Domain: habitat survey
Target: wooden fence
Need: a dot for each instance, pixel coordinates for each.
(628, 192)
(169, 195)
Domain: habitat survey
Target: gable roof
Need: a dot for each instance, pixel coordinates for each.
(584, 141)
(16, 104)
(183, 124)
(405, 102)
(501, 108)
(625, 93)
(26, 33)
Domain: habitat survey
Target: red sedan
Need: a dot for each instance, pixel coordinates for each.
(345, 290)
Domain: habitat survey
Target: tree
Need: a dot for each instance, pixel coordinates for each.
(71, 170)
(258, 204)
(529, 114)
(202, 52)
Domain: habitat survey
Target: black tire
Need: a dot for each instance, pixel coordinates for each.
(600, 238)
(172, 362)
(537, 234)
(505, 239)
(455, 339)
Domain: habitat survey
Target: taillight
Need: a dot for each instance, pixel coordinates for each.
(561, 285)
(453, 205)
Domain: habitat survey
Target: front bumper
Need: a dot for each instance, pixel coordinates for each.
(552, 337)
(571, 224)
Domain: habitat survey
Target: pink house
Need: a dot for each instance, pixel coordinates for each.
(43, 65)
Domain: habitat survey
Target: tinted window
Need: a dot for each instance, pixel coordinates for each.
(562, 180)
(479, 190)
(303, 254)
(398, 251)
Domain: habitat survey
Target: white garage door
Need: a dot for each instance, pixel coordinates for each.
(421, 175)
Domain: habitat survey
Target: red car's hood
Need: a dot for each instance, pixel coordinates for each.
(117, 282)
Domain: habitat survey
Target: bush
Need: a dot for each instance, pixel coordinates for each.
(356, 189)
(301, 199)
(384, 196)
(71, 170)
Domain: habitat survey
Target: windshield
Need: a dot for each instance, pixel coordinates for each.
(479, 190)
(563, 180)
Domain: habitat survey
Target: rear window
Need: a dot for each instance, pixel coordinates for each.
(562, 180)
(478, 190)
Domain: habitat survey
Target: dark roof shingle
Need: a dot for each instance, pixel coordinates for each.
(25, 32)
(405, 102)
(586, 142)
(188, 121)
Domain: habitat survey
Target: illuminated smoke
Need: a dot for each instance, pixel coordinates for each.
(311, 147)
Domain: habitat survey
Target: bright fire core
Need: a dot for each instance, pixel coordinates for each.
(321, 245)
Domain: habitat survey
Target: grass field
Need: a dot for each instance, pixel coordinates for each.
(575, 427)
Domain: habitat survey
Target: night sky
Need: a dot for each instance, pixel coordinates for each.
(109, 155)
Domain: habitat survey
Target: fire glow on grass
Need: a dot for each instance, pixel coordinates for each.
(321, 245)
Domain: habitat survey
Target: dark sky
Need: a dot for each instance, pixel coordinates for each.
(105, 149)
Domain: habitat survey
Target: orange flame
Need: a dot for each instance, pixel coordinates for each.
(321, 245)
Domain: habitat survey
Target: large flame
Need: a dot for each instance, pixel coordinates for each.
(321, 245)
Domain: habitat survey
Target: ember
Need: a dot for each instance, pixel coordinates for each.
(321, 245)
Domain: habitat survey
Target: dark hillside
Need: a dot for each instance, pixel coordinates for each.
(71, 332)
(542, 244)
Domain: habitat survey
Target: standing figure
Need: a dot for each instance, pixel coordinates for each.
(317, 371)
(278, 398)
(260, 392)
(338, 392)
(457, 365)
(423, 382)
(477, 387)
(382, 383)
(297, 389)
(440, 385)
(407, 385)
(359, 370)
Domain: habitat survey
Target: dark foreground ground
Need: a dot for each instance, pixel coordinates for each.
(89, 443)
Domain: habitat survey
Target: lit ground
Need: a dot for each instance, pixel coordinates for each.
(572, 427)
==*==
## What you will do
Output the listing above without altering a single character.

## Expected answer
Domain: habitat survey
Target: wooden fence
Need: a dot for each instance, pixel coordinates for each.
(628, 192)
(169, 195)
Domain: habitat survey
Target: gable roof
Need: a dot for each instance, pixel coordinates for each.
(584, 141)
(16, 104)
(183, 124)
(405, 102)
(501, 108)
(625, 93)
(26, 33)
Domain: habitat survey
Target: red sedan
Need: a dot for each instance, pixel coordinates for each.
(345, 290)
Domain: habitat survey
Target: tree
Need: a dot for each instance, pixel coordinates for each.
(71, 170)
(258, 204)
(529, 114)
(202, 52)
Domain: habitat survey
Target: black tire
Need: a dot for each instance, pixel coordinates for each.
(600, 238)
(172, 362)
(537, 234)
(505, 239)
(455, 339)
Domain: habitat survey
Target: taillight
Need: a dot for each instance, pixel coordinates for each.
(561, 285)
(453, 205)
Domain: habitat survey
Target: front bumper
Need: a dot for each instance, pixel coordinates for each.
(552, 337)
(571, 224)
Domain: habitat survey
Target: pink house
Need: a dot for each instance, pixel coordinates for each.
(43, 65)
Domain: habitat survey
Target: tinted window
Need: a dot for each instance, pixel coordinates for each.
(562, 180)
(479, 190)
(303, 254)
(398, 251)
Domain: habitat survey
Target: white garage door
Need: a dot for each instance, pixel coordinates for each.
(421, 175)
Domain: habitat survey
Target: red car's hood
Need: a dot for each instance, pixel coordinates for each.
(117, 282)
Domain: habitat survey
Target: bush
Need: a dot for each instance, pixel coordinates for each.
(356, 189)
(301, 199)
(384, 196)
(71, 170)
Domain: habitat survey
Target: windshield
Need: a dot for each instance, pixel coordinates for each.
(479, 190)
(563, 180)
Domain: habitat survey
Target: rear window
Need: a dot for each instance, pixel coordinates for each.
(562, 180)
(478, 190)
Domain: habitat survey
Target: dark roof shingle
Need: a dot for each instance, pixel coordinates for each.
(25, 32)
(405, 102)
(586, 142)
(188, 121)
Domain: habitat survey
Target: illuminated smoke
Need: a dot for each instance, pixel coordinates for each.
(311, 147)
Domain: habitat survey
Target: bright fire core
Need: a dot for each instance, pixel coordinates for each.
(321, 245)
Domain: habitat survey
Target: grass field
Need: a dot for each instance, pixel coordinates for each.
(575, 427)
Domain: habitat survey
Target: night sky
Need: a dot for each instance, pixel coordinates for each.
(109, 155)
Domain: habitat survey
Target: fire glow on grass
Need: a dot for each instance, pixel coordinates for each.
(321, 245)
Domain: habitat survey
Target: dark sky
Need: a dot for each instance, pixel coordinates for each.
(105, 149)
Domain: habitat survey
Target: orange flame
Need: a dot for each instance, pixel coordinates for each.
(321, 245)
Domain: habitat survey
Target: large flame
Need: a dot for each instance, pixel coordinates for each.
(321, 245)
Domain: habitat survey
Target: ember
Need: a dot for each instance, pixel coordinates for each.
(321, 245)
Domain: habitat survey
Target: dark hillside
Need: a dot for each instance, pixel coordinates for each.
(71, 332)
(542, 244)
Domain: habitat survey
Target: standing figure
Need: a dot for each instance, pixel coordinates for each.
(317, 371)
(278, 398)
(260, 392)
(338, 392)
(457, 365)
(423, 382)
(477, 387)
(382, 383)
(297, 389)
(440, 385)
(407, 385)
(359, 370)
Domain: habitat survey
Target: dark foreground ground
Need: a dot for each instance, pixel coordinates for each.
(89, 443)
Domain: habitat survey
Target: lit ground
Need: a dot for each instance, pixel coordinates for each.
(572, 427)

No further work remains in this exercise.